» **Source extract**
----------

This study was designed as retrospective. We searched the hospital information system and selected all females with the history of advanced cervical cancer treated by radical RT or chemoradiotherapy, who visited for any reason the Oncology Department of our institution during the years 2011 and 2012. From those patients, we selected the subjects, who underwent any imaging cross-sectional scans (CT, PET/CT or MRI) and reviewed all their medical records since their cancer diagnosis to the end of the year 2018. The study group was selected according to the following inclusion criteria:

• Age under 50 years in the time of cervical cancer treatment;
• At least 5 years survival since RT with complete clinical data for reviewing;
• At least one available imaging scan (CT, PET/CT or MRI) ≥3 years since RT. Patients who were followed-up only by vaginal and abdominal ultrasound and chest X-rays were not involved in the study.

We reviewed all available clinical and imaging data and evaluated the following imaging signs on CT, MRI, PET/CT scans:

• Chronic cystitis (signs of fibrotic wall thickening or wall edema and wall irregularities on MRI or CT);
• Distal ureteric strictures with upstream dilatation of the ureter and hydronephrosis;
• Chronic enteritis and proctocolitis (bowel wall thickening, stranding, bowel wall edema, etc.) and their complications as bowel strictures, ileus development and/or bowel perforation;
• All visible fistulas (entero-enteral, vesico-enteral, vesico-vaginal and others);
• Musculoskeletal complications as osteonecrosis and insufficiency fractures;
• Radiation-induced secondary malignancy;
• Mucometra resulting from vaginal or cervical synechia;
• Any other severe complications or findings that may be related to RT.

----------

» **Recorded information**
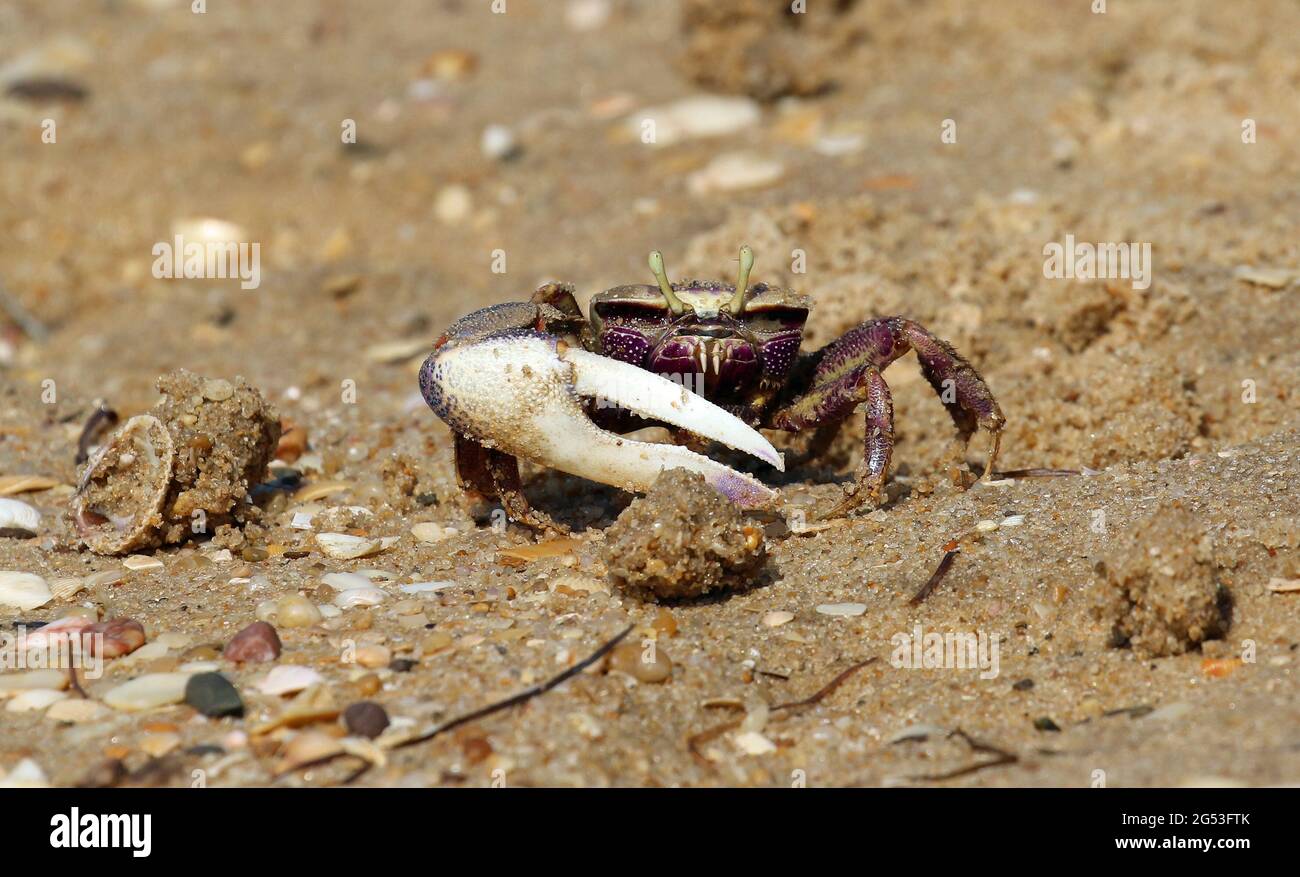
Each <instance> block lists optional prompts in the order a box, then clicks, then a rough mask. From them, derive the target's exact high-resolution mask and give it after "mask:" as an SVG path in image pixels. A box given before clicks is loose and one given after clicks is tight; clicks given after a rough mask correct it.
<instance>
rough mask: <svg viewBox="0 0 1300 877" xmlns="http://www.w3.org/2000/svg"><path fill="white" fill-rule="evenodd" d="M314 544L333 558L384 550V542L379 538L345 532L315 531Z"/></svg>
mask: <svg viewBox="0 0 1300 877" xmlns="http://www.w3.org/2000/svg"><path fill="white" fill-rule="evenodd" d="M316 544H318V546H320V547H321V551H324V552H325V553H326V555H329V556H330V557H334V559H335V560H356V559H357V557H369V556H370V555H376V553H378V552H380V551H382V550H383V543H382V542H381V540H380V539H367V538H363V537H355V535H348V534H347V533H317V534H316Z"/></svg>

----------

» **Explore the material**
1. Please answer these questions from the cervical cancer study text:
(a) What age limit did patients have to meet at the time of cervical cancer treatment?
(b) Which patients were not included in the study, based on how they were followed up?
(c) According to the list of imaging signs, what does mucometra result from?
2. Write the next part of the cervical cancer study text, beginning after its last line.

» **Responses by task**
1.
(a) Under 50 years.
(b) Patients who were followed up only by vaginal and abdominal ultrasound and chest X-rays.
(c) Vaginal or cervical synechia.

2.
Only findings that appeared ≥6 months since RT were assessed as the late radiation-related toxicities or side effects, radiation-related comorbidities presented ≥5 years since RT were assessed as very late.

The clinical relevance of radiation-related comorbidities, patients’ complaints and imaging findings were graded according to the common terminology criteria for adverse events v5.0, simplified criteria of grading system are summarized in the Table 1 (5).

Table 1 Common terminology criteria for adverse events v5.0 (5)
Full table

Data were expressed as mean ± SD and median. Analyses were performed using STATISTICA software version 12.

The study was performed in accordance with the Declaration of Helsinki and was approved by the local ethics committee, Faculty Hospital Kralovske Vinohrady, Prague, Czech Republic. All patients provided written, informed consent and agreed with publishing medical data in scientific literature in anonymous form.

Results

Patient selection

The retrospective study was initiated in the year 2018; we identified 91 females, aged 41.8±7.2 years (median 41 years) that visited our cancer center during the years 2011 and 2012 and were treated for advanced cervical cancer by radical RT/chemoradiotherapy in history. Thirty-seven of them did not survive 5 years since RT or were lost from the hospital database; 54 females survived more than 5 years and were considered as successfully treated. Of them, we excluded patients, who did not fulfill the rest of the inclusion criteria (mostly lack of imaging scans ≥3 years since RT); 41 females fulfilled all inclusion criteria and were enrolled into the study.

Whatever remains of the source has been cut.